(What to work on):
Write every record out again exactly as given.

(Entries taken from a collection)
━━━━━━━━━━━━━━━━━━━━━━━━━━━━━━

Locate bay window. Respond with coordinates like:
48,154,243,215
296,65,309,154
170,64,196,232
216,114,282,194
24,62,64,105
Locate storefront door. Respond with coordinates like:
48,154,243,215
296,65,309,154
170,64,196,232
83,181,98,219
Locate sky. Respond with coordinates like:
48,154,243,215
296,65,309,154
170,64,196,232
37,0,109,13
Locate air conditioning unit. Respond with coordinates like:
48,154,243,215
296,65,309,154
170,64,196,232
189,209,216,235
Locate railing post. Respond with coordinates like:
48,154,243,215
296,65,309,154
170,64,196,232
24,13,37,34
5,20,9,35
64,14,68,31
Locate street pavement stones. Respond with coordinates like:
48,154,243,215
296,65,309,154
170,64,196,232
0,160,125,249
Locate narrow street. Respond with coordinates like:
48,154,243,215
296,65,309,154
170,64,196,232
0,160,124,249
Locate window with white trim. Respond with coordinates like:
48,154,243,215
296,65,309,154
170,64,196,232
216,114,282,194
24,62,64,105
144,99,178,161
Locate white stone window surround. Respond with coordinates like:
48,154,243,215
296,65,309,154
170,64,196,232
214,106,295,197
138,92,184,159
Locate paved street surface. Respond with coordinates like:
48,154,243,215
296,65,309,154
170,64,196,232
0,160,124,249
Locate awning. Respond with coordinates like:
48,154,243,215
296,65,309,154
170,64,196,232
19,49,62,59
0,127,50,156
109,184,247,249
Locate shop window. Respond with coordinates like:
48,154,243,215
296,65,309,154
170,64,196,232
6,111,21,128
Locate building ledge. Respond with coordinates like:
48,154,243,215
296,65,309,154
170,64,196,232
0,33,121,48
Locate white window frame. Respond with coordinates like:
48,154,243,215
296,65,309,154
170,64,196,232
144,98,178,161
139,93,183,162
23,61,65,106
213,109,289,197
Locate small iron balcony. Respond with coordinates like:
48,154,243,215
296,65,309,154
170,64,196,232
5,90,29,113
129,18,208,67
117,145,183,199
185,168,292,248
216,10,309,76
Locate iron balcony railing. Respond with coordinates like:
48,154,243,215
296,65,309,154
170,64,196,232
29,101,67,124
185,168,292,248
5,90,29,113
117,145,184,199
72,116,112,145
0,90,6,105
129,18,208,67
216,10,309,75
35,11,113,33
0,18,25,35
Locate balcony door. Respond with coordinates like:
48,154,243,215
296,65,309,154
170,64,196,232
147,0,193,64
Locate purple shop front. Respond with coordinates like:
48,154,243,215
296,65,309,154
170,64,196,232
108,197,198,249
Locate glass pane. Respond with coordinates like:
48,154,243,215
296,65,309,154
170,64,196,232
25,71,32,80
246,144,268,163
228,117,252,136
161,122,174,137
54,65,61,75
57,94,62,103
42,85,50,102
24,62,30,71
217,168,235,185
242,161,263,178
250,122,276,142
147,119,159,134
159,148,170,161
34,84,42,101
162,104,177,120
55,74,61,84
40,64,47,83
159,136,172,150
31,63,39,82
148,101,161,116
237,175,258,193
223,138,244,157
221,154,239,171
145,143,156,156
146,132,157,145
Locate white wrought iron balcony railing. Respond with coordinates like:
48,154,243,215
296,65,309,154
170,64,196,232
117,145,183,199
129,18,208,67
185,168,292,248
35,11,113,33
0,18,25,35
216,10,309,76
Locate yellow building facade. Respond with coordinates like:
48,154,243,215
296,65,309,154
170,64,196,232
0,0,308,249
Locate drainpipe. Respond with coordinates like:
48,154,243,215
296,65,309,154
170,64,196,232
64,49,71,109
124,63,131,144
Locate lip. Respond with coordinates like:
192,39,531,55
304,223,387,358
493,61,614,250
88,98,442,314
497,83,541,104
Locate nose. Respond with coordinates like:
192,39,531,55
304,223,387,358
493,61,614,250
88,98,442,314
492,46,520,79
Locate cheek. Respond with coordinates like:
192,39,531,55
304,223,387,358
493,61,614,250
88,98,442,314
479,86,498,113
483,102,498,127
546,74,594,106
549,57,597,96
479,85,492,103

━━━━━━━━━━━━━━━━━━━━━━━━━━━━━━

(Your solution):
Locate bay window. Respond with coordinates like:
48,154,243,215
296,65,309,154
170,64,196,232
216,114,282,194
24,62,64,105
Locate storefront door. Respond with coordinates like:
48,154,243,215
296,65,309,154
170,64,196,232
83,181,98,219
Locate sky. Respond with coordinates like:
48,154,243,215
296,65,309,154
170,64,196,232
37,0,109,13
Locate air conditioning unit. Respond with coordinates like:
48,154,243,215
296,65,309,154
170,64,196,232
189,209,216,235
Locate railing post. Respond with coordinates like:
48,154,243,215
296,65,309,154
170,64,196,232
24,13,37,34
5,20,9,35
64,14,68,31
Locate street pavement stones. Respond with coordinates like:
48,154,243,215
296,65,309,154
170,64,196,232
0,160,125,249
Locate narrow street. Respond with coordinates like:
48,154,243,215
296,65,309,154
170,64,196,232
0,160,124,249
Locate window with white trim. Respond with coordinates like:
48,154,243,215
296,65,309,154
170,64,196,232
216,114,282,194
24,62,64,105
144,99,178,161
Locate white stone window surround. Respond with coordinates like:
48,154,243,215
296,65,309,154
170,64,196,232
214,106,295,197
138,92,184,159
Locate paved street surface. Respond with coordinates like:
48,154,243,215
296,65,309,154
170,64,196,232
0,160,124,249
Locate awning. Respond with coordinates like:
48,154,243,215
296,65,309,154
170,64,196,232
19,49,62,59
0,127,50,156
109,184,247,249
Locate shop window. Respond with coordinates like:
48,154,243,215
296,65,309,154
170,64,196,232
6,111,21,128
Locate building ledge. Respond with coordinates like:
48,154,243,215
296,65,309,154
170,64,196,232
0,33,121,48
Locate white window frame. Respond with coordinates like:
48,154,243,215
296,65,309,154
170,64,196,232
144,98,178,161
139,93,183,162
23,61,65,106
213,109,289,197
Locate small iron balcony. Respond with coordinates like:
48,154,243,215
296,65,309,154
170,64,196,232
5,90,29,113
129,18,208,67
117,145,183,199
185,168,292,248
216,10,309,76
Locate iron balcony railing. Respond with coordinates like:
48,154,243,215
296,65,309,154
170,64,196,232
29,101,67,124
185,168,292,248
5,90,29,113
117,145,184,199
72,116,112,145
0,90,6,105
129,18,208,67
216,10,309,75
35,11,113,33
0,18,25,35
Locate balcony door. Respond with coordinates like:
48,154,243,215
296,65,309,154
170,64,196,232
147,0,193,64
Locate purple shop front. Respond with coordinates like:
48,154,243,215
296,65,309,154
170,64,196,232
108,197,198,249
Locate glass pane. Respond with coordinates like:
48,154,243,215
296,65,309,154
170,64,196,232
25,71,32,80
246,144,268,163
228,117,252,136
161,122,174,137
54,65,61,75
57,94,62,103
42,85,50,102
24,62,30,71
217,168,235,185
242,161,263,178
250,122,276,142
147,119,159,134
159,148,170,161
34,84,42,101
162,104,177,120
55,74,61,84
40,64,47,83
159,136,172,150
31,63,39,82
148,101,161,116
237,175,258,193
223,138,244,157
221,154,239,171
145,143,156,156
146,132,157,145
Locate white wrought iron balcony railing. Respond with coordinates like:
48,154,243,215
296,65,309,154
170,64,196,232
117,145,183,199
129,18,208,67
185,168,292,248
35,11,113,33
0,18,25,35
216,10,309,76
Locate yellow building facade. Respond with coordinates like:
48,154,243,215
296,65,309,154
170,64,196,232
0,0,308,249
Locate drainpipe. Respond with coordinates like:
48,154,243,215
296,65,309,154
170,64,196,232
64,49,71,109
124,63,131,144
Locate lip. Respond with coordinates like:
192,39,531,55
304,223,387,358
493,61,614,250
88,98,442,314
497,83,541,104
Locate nose. Respond with coordinates like:
192,39,531,55
304,223,387,358
493,61,614,250
88,98,442,314
492,46,520,79
Locate cheek. Respond with coordinates like:
192,39,531,55
304,223,387,358
493,61,614,250
88,98,442,314
479,86,498,113
483,102,498,127
546,74,594,106
549,57,597,96
479,85,492,103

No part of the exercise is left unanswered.